━━━ Sezione testo ━━━

Sullo sfondo di una prospettiva storico-salvifica, in cui non si può non tener conto delle peculiarità dell'epoca post-moderna, Giovanni Ancona, che da tempo si interessa di tematiche sia di carattere antropologico che escatologico, ha realizzato un piccolo saggio sulla speranza, intitolato Sperare. Una scommessa di libertà, partendo proprio dalla considerazione che il sostantivo "speranza" e il verbo "sperare" nel tempo attuale possono essere fraintesi o equivocati, soprattutto nel loro significato squisitamente cristiano. L'itinerario teologico così sviluppato, con forti risvolti antropologico-culturali e religiosi, offre notevoli spunti di riflessione per comprendere la ricchezza di significato e il valore, quanto mai attuali, della speranza e dello sperare.
L'opera è strutturata in dieci capitoli, ciascuno dei quali corredato da una bibliografia essenziale di approfondimento. Si parte dallo sperare umano (capitolo I), tratto che accomuna tutti gli esseri umani di qualsiasi luogo e tempo, poi specificato quale sperare dell'uomo nell'epoca della post-modernità (capitolo II), dell'uomo religioso (capitolo III), dell'uomo credente (capitolo IV), del cristiano che non può prescindere dallo sperare in Gesù Cristo (capitolo V); lo sperare cristiano è poi declinato nei capitoli successivi mediante alcuni "luoghi di apprendimento" (p. 55) colti dal soggetto nel suo orizzonte storico-esistenziale, come, ad esempio, la preghiera (capitolo VI), la sofferenza (capitolo VII), l'agire (capitolo VIII) e il giudizio (capitolo IX). Il saggio di Ancona culmina nell'ultimo capitolo in cui si sottolinea come l'orizzonte escatologico cristiano incominci a realizzarsi nel "già" dell'esistenza umana attraverso l'esercizio dello sperare (capitolo X).

━━━

__Compito A__
Riporta dal testo sul saggio di Ancona il tratto che va da "Sullo sfondo di" fino a "e dello sperare.", parola per parola.
__Compito B__
Scrivi il seguito del testo sul saggio di Ancona, partendo subito dopo la sua ultima frase.

━━━ Sezione dati ━━━

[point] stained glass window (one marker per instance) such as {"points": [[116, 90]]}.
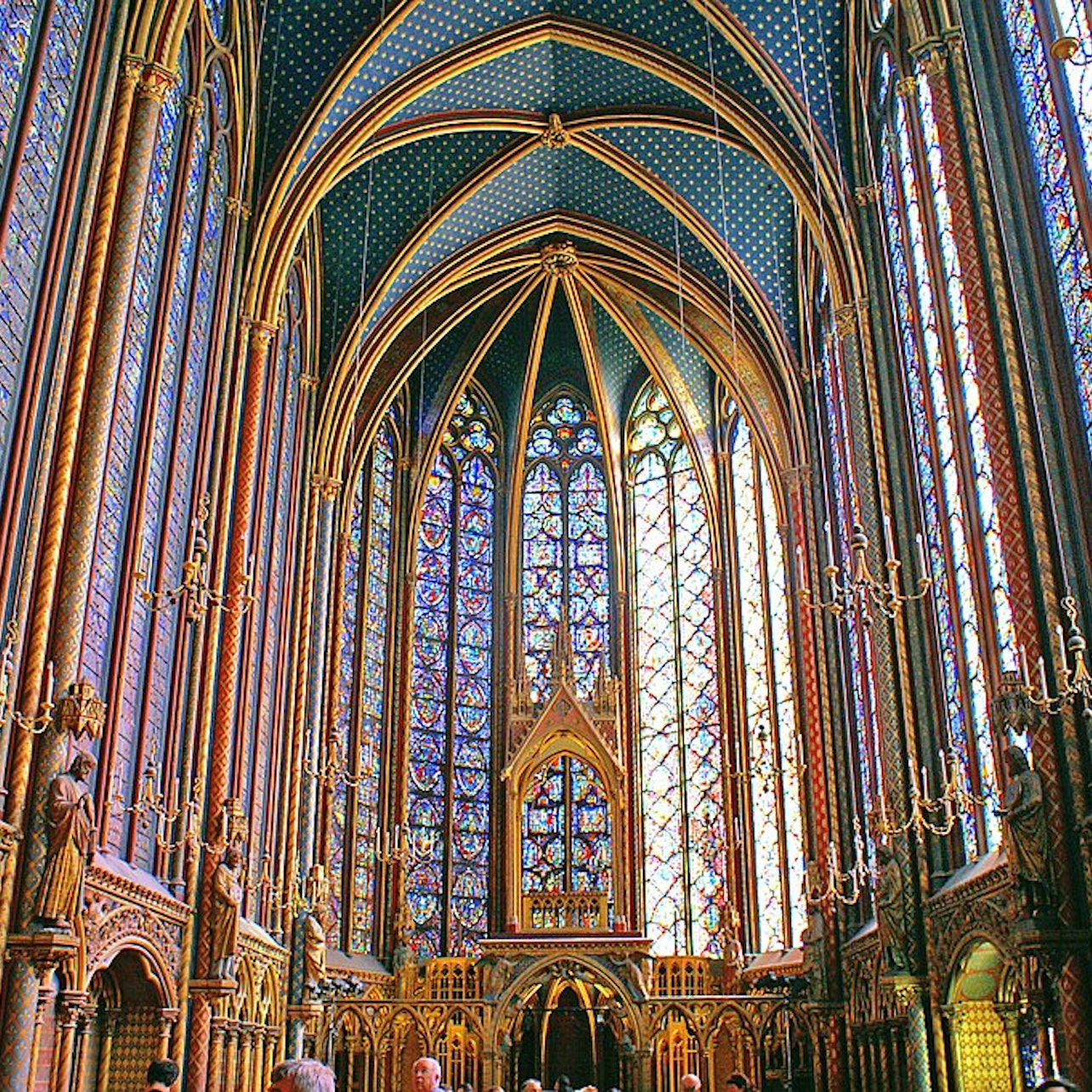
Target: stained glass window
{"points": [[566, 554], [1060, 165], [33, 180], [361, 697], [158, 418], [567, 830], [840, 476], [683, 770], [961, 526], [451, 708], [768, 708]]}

━━━

__Risultato A__
Sullo sfondo di una prospettiva storico-salvifica, in cui non si può non tener conto delle peculiarità dell'epoca post-moderna, Giovanni Ancona, che da tempo si interessa di tematiche sia di carattere antropologico che escatologico, ha realizzato un piccolo saggio sulla speranza, intitolato Sperare. Una scommessa di libertà, partendo proprio dalla considerazione che il sostantivo "speranza" e il verbo "sperare" nel tempo attuale possono essere fraintesi o equivocati, soprattutto nel loro significato squisitamente cristiano. L'itinerario teologico così sviluppato, con forti risvolti antropologico-culturali e religiosi, offre notevoli spunti di riflessione per comprendere la ricchezza di significato e il valore, quanto mai attuali, della speranza e dello sperare.

__Risultato B__
Entrando nello specifico dei singoli capitoli, si sottolinea già dal primo capitolo che sperare implica l'essere in tensione creativa verso qualcosa che non è ancora; sperare, dunque, è questione di un'attesa carica di desiderio che il soggetto ha fatto già sua come esperienza di un futuro non ancora realizzato. In questo senso la speranza non riguarderebbe solo il singolo soggetto, ma una comunità con la quale il soggetto stesso entra in relazione, ricordando che l'essere umano che spera «è sempre disponibile a consegnarsi all'altro, per combinare ulteriori legami, accoglienti e affidabili, che garantiscono amore, realizzazioni umane e che aprono orizzonti sul futuro» (pp. 13-14). In quanto possibilità di affidamento, la speranza è già umanamente e "naturalmente" associata alla fede e all'amore.
Nonostante gli enormi vantaggi acquisiti grazie alla globalizzazione e allo sviluppo di nuove tecnologie, l'autore pone in risalto l'uomo post-moderno, caratterizzato dalla solitudine e da un senso di precarietà, che segnano il suo vivere e il suo non sentirsi accolto e amato, con la conseguente difficoltà di relazionarsi in maniera autentica e di costruire legami stabili e duraturi con gli altri. Questi pericoli possono degenerare in uno "squarcio antropologico", in "deriva individualistica" . A causa di ciò, l'essere umano rischia di non riuscire più a orientarsi coerentemente verso gli altri, verso il mondo, verso il futuro, smarrendo se stesso nel reticolo dell'autoreferenzialità, riducendo la speranza a un mero miraggio intriso di rassegnazione e, infine, appiattendo la propria progettualità di vita a esperienze circoscritte nel presente.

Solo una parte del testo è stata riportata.